* [Extrait]
========
Demi Moore, Madonna ou, plus près de nous, Claire Chazal, Amanda Lear
ou Laurence Boccolini… Toutes vivent une relation amoureuse assumée
avec un homme beaucoup plus jeune qu’elles. Et elles ne sont pas les
seules, le nombre de femmes mariées à des hommes de cinq, dix ou quinze
ans leur cadet s’est multiplié ces dernières années. Une enquête de
l’Insee avance le chiffre de 10 % des femmes mariées.
Mais pour certaines, la question reste taboue : “Je n’aime pas
m’appesantir là-dessus, reconnaît Samira, j’ai l’impression que cela
pourrait alimenter les cancans à notre égard. J’ai même entendu des
ricanements étouffés à la cérémonie civile quand le maire a énoncé nos
dates de naissance.Pourtant, nos trois ans ne sont pas perceptibles, je
parais même plus jeune que lui, explique-t-elle, encore blessée...
Au départ, d’ailleurs, Lotfi m’a menti sur son âge, pensant à juste
titre que s’il avouait ses 22 ans, je ne m’intéresserais pas à lui. En
fait, je n’avais pas de préjugés sur la différence d’âge, mais je
croyais qu’à 22 ans, on pensait plus au butinage qu’au mariage. Et que
moi, je recherchais un mari, pas un petit ami.”...
C’est devant les préjugés de sa famille que Samira prend conscience
des difficultés à venir : “Mes parents craignaient les réactions de
notre entourage. J’ai compris que si eux réagissaient ainsi, ce n’était
pas gagné du côté de ma belle-famille
La peur du qu'en-dira-t-on:
Une prédiction qui se réalise à son corps défendant. Sa future
belle-mère est catégorique ; ce mariage, s’il est maintenu, se fera sans
sa bénédiction, car elle ne tient pas à être la risée de ses amies. Une
menace qui retarde les préparatifs de la noce et oblige les deux
tourtereaux à patienter une année de plus. “On pensait qu’elle finirait
par entendre raison, surtout que tout le monde louait la maturité de son
fils, sérieux, travailleur, et qu’on disait autant de bien de moi”,
poursuit la jeune femme.
C’est grâce au soutien de son futur beau-père que la situation se
dénouera : “J’avais de bons rapports avec lui, et comme il est très
pieux, il ne cessait de citer l’exemple du prophète Mohammed qui était
bien plus jeune que son épouse Khadija. A ses yeux, c’était un obstacle
futile, surtout que je remplissais tous les autres critères
indispensables : musulmane, maghrébine, sérieuse”, explique-t-elle.
========
* [Données disponibles]
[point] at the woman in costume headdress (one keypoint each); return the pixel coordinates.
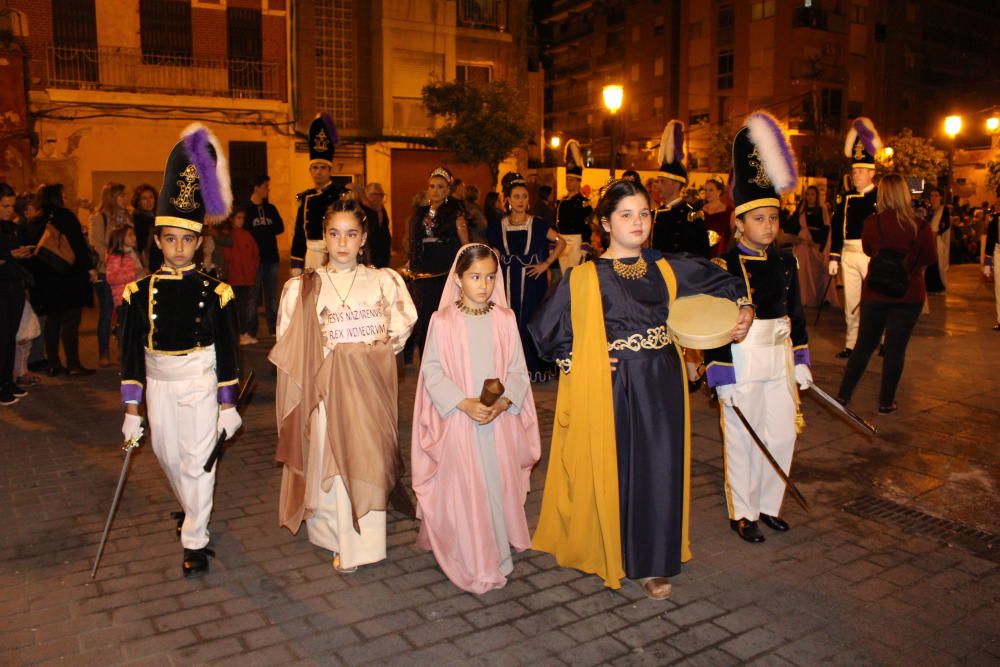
(339, 329)
(617, 488)
(472, 459)
(437, 230)
(522, 241)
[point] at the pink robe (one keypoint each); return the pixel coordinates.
(447, 479)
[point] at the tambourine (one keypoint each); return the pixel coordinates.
(702, 322)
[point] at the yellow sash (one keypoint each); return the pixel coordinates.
(580, 520)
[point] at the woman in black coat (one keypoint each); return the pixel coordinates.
(61, 296)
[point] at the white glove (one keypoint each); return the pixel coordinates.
(803, 376)
(726, 393)
(229, 421)
(132, 427)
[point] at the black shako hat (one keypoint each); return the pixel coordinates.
(323, 139)
(862, 143)
(196, 186)
(763, 164)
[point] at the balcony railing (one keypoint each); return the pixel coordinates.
(132, 70)
(813, 70)
(483, 14)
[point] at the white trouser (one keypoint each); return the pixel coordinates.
(944, 255)
(996, 279)
(316, 254)
(764, 395)
(183, 411)
(854, 268)
(572, 253)
(331, 526)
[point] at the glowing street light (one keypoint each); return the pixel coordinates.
(952, 125)
(613, 97)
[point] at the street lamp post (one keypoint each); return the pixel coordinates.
(613, 96)
(952, 126)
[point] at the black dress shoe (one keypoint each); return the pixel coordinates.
(747, 530)
(774, 523)
(196, 561)
(179, 517)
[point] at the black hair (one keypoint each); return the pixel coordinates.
(49, 198)
(612, 195)
(473, 254)
(354, 207)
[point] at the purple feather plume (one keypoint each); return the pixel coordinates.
(679, 143)
(199, 149)
(331, 129)
(867, 134)
(774, 150)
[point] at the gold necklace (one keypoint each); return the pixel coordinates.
(343, 299)
(630, 271)
(473, 311)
========
* [Consignes de l'exercice]
**1.** Recopiez le passage de l'extrait compris entre « Mais pour certaines, la » et « explique-t-elle, encore blessée... », ces deux bornes incluses.
**2.** Répondez à chaque question en vous appuyant sur l'extrait.
(a) Quelle proportion des femmes mariées l'enquête de l'Insee avance-t-elle ?
(b) Quel âge Lotfi cachait-il à Samira au départ ?
(c) Combien de temps la menace de la future belle-mère oblige-t-elle le couple à patienter en plus ?
Le matériau présenté plus haut est indépendant de l'extrait.

* [Ensemble des réponses]
**1.**
Mais pour certaines, la question reste taboue : “Je n’aime pas
m’appesantir là-dessus, reconnaît Samira, j’ai l’impression que cela
pourrait alimenter les cancans à notre égard. J’ai même entendu des
ricanements étouffés à la cérémonie civile quand le maire a énoncé nos
dates de naissance.Pourtant, nos trois ans ne sont pas perceptibles, je
parais même plus jeune que lui, explique-t-elle, encore blessée...

**2.**
(a) 10 % des femmes mariées.
(b) 22 ans.
(c) Une année de plus.